======== EXTRAIT RETENU

La Mariée était en noir

L'histoire

Le jour de son mariage, Julie Kohler a vu son mari abattu d'une balle tirée d'on-ne-sait-où. Désormais veuve, elle décide de retrouver un à un les responsables de la mort de son époux, pour se venger et les assassiner tour à tour.

Analyse et critique

Peut-être plus encore que celle de tout autre cinéaste, la filmographie de François Truffaut paraît indissociable du parcours de l’homme, de ses souvenirs, de ses rencontres, de ses amours ou de ses drames. Dans cette perspective, La Mariée était en noir est un cas d’école, que l’on pourrait presque intégralement commenter par ce biais : s’y trouveraient expliquées (de façon simplifiée) la genèse du film, sa vocation, une bonne partie de sa réussite artistique comme de ses défauts... et les raisons de la mésestime dont il semble aujourd’hui souffrir.


On le sait, François Truffaut connut une adolescence mouvementée, et une bonne partie des origines des Quatre cents coups se trouve dans son propre parcours rebelle, qui lui valut notamment un séjour, à seize ans, dans un centre d’observation de la délinquance des mineurs (autrement dit une maison de redressement). De façon au moins aussi notoire, Truffaut était un lecteur insatiable, et ses films - souvent des adaptations - regorgent de références plus ou moins appuyées à des ouvrages ayant compté pour lui. À la conjonction de ces deux traits de caractère (l’indocilité d’une part, la curiosité littéraire d’autre part) se trouve une anecdote décisive (qu’elle soit exacte ou non est secondaire) : enfant, le petit François s’introduisait en cachette dans la bibliothèque de sa mère pour y dévorer les ouvrages qui lui étaient interdits. C’est ainsi que, très tôt, il découvrit The Bride Wore Black de William Irish (pseudonyme de l’écrivain new-yorkais Cornell Woolrich), dont la lecture le marqua durablement. Plus tard, Truffaut décrira Irish comme « le grand écrivain de la "série blême", un artiste de la peur, de l’effroi et de la nuit blanche […] avec des personnages vulnérables et sensibles, aux antipodes du héros américain habituel », et tournera d’ailleurs immédiatement après La Mariée était en noir une adaptation d’un autre livre d’Irish, La Sirène du Mississipi.

================
======== DONNÉES FOURNIES

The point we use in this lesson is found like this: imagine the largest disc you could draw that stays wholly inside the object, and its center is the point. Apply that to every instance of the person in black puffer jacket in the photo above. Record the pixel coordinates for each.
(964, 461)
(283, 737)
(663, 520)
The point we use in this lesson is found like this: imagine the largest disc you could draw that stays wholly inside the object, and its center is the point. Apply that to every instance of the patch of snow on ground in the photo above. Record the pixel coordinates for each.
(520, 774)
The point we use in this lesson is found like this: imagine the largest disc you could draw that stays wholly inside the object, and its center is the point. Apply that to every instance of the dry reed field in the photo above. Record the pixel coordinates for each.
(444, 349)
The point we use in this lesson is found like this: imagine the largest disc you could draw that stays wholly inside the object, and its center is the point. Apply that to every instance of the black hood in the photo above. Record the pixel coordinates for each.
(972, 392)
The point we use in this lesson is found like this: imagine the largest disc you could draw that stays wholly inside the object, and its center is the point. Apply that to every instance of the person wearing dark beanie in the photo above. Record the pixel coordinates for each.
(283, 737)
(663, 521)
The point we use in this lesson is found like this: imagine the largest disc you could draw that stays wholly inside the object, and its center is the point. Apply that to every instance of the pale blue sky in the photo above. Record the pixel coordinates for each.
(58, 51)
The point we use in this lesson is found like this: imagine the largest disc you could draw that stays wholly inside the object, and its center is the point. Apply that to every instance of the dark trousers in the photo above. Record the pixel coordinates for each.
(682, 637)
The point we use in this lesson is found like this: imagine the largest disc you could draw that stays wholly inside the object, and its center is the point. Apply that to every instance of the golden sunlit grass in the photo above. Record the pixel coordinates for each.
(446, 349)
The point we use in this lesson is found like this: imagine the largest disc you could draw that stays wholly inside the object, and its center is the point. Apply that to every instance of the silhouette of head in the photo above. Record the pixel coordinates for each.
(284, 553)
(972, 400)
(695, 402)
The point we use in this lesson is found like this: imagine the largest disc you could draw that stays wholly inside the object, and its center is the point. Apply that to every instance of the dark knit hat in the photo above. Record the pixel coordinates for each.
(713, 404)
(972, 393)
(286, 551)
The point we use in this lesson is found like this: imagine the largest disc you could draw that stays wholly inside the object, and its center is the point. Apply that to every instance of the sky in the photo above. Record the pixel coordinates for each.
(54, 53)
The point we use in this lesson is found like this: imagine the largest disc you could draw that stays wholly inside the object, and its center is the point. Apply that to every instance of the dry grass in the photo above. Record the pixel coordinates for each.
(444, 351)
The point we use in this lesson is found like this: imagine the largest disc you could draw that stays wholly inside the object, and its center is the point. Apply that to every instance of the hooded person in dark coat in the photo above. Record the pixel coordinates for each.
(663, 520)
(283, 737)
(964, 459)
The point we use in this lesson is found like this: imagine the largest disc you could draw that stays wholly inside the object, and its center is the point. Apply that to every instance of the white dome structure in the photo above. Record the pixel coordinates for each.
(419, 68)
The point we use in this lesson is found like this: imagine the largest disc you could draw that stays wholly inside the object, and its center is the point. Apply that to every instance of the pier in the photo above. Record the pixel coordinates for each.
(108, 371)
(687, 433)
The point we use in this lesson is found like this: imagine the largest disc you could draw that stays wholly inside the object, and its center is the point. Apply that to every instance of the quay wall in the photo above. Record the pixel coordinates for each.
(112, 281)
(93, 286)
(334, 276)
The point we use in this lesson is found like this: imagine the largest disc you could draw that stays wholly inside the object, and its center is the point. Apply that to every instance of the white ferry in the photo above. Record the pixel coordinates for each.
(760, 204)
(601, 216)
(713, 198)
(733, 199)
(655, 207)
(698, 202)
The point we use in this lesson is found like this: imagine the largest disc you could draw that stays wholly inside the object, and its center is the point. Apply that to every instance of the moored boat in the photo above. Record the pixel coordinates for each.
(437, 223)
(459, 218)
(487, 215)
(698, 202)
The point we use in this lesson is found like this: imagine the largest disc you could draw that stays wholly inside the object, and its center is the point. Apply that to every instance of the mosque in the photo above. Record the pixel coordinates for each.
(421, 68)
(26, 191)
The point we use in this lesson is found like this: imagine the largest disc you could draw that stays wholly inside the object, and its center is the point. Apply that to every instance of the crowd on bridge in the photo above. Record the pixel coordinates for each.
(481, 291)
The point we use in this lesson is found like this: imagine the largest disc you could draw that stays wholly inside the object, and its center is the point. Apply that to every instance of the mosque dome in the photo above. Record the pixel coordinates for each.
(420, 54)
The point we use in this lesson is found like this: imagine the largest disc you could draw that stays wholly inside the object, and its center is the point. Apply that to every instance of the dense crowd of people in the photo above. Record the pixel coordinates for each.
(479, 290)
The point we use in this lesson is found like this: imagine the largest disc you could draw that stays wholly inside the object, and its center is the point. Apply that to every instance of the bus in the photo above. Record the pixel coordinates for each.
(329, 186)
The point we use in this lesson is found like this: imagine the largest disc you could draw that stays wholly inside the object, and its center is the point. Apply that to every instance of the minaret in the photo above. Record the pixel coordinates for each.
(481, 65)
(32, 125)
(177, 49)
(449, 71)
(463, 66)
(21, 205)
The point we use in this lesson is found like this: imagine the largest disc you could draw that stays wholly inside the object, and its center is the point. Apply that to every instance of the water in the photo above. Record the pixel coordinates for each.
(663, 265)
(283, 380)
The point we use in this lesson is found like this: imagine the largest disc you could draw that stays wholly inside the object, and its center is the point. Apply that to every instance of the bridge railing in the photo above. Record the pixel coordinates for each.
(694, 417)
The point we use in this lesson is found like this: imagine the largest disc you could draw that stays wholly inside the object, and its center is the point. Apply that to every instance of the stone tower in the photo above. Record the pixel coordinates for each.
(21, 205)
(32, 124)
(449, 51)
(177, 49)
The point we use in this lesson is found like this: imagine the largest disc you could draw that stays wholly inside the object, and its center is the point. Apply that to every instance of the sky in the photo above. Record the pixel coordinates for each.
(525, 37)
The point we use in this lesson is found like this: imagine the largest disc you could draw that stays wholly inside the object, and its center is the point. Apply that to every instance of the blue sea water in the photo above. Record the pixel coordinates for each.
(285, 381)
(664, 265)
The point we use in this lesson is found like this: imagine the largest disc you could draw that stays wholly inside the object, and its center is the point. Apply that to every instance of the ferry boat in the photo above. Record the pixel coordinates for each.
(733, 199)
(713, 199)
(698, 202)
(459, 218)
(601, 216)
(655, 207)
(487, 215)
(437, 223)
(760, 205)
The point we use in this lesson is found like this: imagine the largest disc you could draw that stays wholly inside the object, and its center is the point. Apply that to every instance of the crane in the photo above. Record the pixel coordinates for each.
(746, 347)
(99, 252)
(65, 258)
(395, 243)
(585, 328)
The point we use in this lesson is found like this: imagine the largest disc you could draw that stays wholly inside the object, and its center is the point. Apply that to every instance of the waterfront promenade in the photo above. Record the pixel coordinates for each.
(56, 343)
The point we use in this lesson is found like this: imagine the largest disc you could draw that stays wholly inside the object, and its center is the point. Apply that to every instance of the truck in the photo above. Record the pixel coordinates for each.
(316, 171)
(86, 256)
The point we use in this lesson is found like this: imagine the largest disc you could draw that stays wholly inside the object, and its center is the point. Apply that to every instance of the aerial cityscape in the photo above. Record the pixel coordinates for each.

================

__CONSIGNES__:
1: D'après l'extrait sur La Mariée était en noir, quel est le vrai nom de l'écrivain qui publiait sous le pseudonyme de William Irish ?
2: Repérez et recopiez chaque ligne qui contient le mot "blue", en respectant la casse.
Les lignes n'ont aucun lien avec l'extrait.

__RÉPONSES RÉDIGÉES__:
1: Cornell Woolrich.

2:
The point we use in this lesson is found like this: imagine the largest disc you could draw that stays wholly inside the object, and its center is the point. Apply that to every instance of the pale blue sky in the photo above. Record the pixel coordinates for each.
The point we use in this lesson is found like this: imagine the largest disc you could draw that stays wholly inside the object, and its center is the point. Apply that to every instance of the blue sea water in the photo above. Record the pixel coordinates for each.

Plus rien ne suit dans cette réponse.